▶ _CHALLENGE_:
Copy out the records below with every "bus" changed to "truck" and nothing else altered.

▶ _INPUT_:
· · · · ·
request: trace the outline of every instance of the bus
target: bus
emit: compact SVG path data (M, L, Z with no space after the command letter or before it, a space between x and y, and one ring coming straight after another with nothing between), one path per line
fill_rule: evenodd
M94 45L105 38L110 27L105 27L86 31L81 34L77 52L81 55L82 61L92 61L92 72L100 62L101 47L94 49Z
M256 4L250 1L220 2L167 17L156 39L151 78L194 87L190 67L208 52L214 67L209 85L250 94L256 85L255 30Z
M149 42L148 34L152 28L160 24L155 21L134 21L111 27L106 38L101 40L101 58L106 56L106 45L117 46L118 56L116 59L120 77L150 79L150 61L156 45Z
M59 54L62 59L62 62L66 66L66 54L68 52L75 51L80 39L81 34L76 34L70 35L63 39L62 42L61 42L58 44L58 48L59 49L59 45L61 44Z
· · · · ·
▶ _SOLUTION_:
request: trace the outline of every instance of the truck
target: truck
emit: compact SVG path data (M, L, Z with no space after the command letter or before it, a space between x and y, and one ring coming straight after another with nothing between), one path per line
fill_rule: evenodd
M94 45L105 38L110 27L105 27L86 31L81 34L77 52L81 55L82 61L92 61L92 72L100 62L101 47L94 49Z
M256 4L250 1L220 2L167 17L156 39L151 78L194 87L190 67L208 52L214 67L209 85L250 94L256 85L255 30Z
M149 42L148 34L152 28L160 24L155 21L134 21L111 27L106 38L101 40L101 58L106 56L106 45L117 46L118 56L116 59L120 77L150 79L150 61L156 45Z
M59 54L62 59L62 62L66 66L66 54L68 52L75 51L80 39L81 34L76 34L70 35L63 39L62 42L61 42L58 44L58 48L59 49L59 45L61 44Z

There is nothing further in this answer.